Instruction:
Repeat word for word the passage of the security review commentary below that starts with the words containing "Clearly, there is" and ends with "next few years.".

The substantive part of the SDSR, The National Security Tasks and Planning Guidelines, describes the framework on which the changes to force structures and capabilities will be made as we move towards Future Force 2020.
In the first paragraph, on the armed forces it says this;
Above all, they give us the means to threaten or use force when other levers of power are unable to protect our vital national interests
Interesting wording, to me, this looks like the role of the armed forces is purely a passive or protective one, no mention of actually advancing the national interest through the application of the capabilities of the armed forces (not necessarily the kinetic ones) and this links in to the previous post on a lack of true strategic framework into which the armed forces might fit.
On Afghanistan, it articulates what is perhaps the clearest reason for being there we have seen for some time, one might disagree but at least this is a clear statement. The tactic we are using is simply a repeat of ‘Vietnamisation’ from the early seventies, equipping and training the Afghan National Security Forces to look after their own security. Whether this will work, whether setting the arbitrary deadline of 2014/15 is the right thing to do and what will likely happen in the next few years are subject of a massive debate but at least the government has at least articulated an intention that doesn’t involve education or human rights.
Clearly, there is a race for the door marked exit whilst crafting a story of success, expect lots of good news stories about the ANSF in the next few years.
We are then treated to the first of many contradictory claims;
In the meantime, the Government is fully committed to ensuring that the campaign is properly resourced, funded and equipped. The nature of the campaign will continue to evolve, and we will regularly review the requirement for troops and capabilities. We will ensure that we provide our Armed Forces in Afghanistan with the full range of training and equipment they need and we will not take steps that could affect the confidence and commitment of our people serving there or their families supporting them at home
The government claims it will not take steps that could affect the confidence and commitment of our people serving there or their families supporting them at home, it will deliver on this claim by reducing an Army already at breaking point and busting various harmony guidelines by 7,000 personnel.

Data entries
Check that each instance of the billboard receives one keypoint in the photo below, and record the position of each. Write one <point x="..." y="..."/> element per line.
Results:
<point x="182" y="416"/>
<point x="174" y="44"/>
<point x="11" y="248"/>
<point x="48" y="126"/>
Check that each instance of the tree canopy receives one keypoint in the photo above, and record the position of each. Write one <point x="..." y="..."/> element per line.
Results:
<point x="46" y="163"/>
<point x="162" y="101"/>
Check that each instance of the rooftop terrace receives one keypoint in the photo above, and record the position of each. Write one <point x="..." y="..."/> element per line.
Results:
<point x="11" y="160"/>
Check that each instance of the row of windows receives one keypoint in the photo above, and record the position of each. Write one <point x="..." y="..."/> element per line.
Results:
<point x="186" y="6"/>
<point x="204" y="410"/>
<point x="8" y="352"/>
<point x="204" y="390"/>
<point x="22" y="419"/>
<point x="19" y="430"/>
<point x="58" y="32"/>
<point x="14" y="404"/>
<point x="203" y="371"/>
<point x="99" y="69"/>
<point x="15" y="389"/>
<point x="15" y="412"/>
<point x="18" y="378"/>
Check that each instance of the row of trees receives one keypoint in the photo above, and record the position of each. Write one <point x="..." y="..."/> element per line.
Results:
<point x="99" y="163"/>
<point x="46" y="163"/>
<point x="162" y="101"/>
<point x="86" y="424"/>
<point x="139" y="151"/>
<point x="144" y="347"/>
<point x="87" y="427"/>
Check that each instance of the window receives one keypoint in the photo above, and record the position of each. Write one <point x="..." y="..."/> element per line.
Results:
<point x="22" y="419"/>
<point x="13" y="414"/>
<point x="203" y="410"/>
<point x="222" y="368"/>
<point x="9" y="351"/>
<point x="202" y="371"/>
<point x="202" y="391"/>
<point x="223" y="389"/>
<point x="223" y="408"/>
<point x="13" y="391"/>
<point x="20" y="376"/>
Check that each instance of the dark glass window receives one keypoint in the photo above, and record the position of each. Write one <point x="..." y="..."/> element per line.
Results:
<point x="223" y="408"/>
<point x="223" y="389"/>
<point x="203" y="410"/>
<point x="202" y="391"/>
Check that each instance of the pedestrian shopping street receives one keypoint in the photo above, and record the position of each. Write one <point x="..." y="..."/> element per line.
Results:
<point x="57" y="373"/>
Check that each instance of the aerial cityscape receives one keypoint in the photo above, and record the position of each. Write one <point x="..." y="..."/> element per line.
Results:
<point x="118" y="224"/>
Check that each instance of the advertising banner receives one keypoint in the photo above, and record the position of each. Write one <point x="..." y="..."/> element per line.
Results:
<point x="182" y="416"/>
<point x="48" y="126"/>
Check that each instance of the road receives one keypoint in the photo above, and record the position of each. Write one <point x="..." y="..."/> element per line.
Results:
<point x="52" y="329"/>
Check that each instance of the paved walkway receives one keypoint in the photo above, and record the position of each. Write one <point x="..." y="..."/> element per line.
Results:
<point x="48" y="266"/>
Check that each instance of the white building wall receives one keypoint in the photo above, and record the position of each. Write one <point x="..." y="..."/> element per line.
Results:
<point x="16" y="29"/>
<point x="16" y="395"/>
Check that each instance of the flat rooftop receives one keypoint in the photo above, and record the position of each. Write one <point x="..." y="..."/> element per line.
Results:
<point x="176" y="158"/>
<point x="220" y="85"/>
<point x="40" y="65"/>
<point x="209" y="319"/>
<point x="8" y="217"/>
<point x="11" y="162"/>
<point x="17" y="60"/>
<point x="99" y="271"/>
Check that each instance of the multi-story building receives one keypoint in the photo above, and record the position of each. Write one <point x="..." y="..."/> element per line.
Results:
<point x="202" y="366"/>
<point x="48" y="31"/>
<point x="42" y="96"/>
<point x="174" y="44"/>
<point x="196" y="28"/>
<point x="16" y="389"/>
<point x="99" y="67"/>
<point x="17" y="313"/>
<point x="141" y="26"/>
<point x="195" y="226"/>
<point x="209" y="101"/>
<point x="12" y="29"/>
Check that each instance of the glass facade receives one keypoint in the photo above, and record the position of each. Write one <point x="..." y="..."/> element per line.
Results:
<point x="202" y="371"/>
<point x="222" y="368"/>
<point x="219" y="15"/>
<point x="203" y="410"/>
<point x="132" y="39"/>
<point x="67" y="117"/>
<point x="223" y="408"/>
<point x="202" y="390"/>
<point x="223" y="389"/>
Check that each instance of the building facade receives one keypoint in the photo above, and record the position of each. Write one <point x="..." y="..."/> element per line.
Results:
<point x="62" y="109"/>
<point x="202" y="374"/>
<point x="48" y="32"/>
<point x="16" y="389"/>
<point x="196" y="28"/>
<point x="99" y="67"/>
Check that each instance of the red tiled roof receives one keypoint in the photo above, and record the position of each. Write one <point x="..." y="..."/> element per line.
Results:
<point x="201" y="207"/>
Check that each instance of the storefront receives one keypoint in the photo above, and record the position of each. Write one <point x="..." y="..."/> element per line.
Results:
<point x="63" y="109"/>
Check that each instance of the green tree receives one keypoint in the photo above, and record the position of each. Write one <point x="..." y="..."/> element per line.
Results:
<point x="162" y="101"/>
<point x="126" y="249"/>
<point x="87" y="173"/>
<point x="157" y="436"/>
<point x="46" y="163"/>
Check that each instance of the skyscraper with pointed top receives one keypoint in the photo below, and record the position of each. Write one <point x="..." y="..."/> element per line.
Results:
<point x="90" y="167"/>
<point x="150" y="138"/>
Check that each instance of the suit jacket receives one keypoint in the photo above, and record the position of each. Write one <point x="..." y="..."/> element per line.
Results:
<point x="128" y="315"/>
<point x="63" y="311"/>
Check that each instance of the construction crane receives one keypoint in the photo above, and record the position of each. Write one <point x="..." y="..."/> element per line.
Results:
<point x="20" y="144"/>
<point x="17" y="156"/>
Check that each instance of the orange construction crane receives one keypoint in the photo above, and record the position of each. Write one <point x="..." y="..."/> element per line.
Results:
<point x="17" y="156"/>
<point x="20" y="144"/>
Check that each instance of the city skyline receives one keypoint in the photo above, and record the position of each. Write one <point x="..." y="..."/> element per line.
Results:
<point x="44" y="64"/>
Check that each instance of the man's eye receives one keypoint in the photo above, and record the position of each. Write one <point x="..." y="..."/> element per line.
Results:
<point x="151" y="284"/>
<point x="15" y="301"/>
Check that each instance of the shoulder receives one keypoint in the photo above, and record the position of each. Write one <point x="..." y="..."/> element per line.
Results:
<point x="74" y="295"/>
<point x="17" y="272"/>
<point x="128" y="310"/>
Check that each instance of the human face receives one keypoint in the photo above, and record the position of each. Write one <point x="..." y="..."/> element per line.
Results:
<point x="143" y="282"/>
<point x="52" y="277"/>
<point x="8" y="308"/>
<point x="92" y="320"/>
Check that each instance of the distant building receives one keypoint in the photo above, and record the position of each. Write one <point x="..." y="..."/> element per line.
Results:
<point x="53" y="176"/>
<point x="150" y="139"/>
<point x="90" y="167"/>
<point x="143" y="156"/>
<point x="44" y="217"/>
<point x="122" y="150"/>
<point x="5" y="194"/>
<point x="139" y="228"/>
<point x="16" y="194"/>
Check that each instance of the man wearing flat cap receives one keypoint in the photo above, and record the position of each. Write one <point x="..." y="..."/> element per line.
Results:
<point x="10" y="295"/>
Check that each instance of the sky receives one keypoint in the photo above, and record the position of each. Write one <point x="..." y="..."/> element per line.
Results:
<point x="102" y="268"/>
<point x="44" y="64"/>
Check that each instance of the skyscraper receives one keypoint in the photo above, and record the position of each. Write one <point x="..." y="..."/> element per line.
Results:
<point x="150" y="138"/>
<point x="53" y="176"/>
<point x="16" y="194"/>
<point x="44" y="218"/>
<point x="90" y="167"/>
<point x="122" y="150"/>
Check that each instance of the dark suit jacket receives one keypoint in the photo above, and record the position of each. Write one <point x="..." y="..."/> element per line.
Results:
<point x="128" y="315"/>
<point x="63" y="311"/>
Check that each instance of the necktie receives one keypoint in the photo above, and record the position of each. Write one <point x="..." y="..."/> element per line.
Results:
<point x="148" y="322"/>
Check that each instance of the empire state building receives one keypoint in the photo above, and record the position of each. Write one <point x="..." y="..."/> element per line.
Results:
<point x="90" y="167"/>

Output for this exercise:
Clearly, there is a race for the door marked exit whilst crafting a story of success, expect lots of good news stories about the ANSF in the next few years.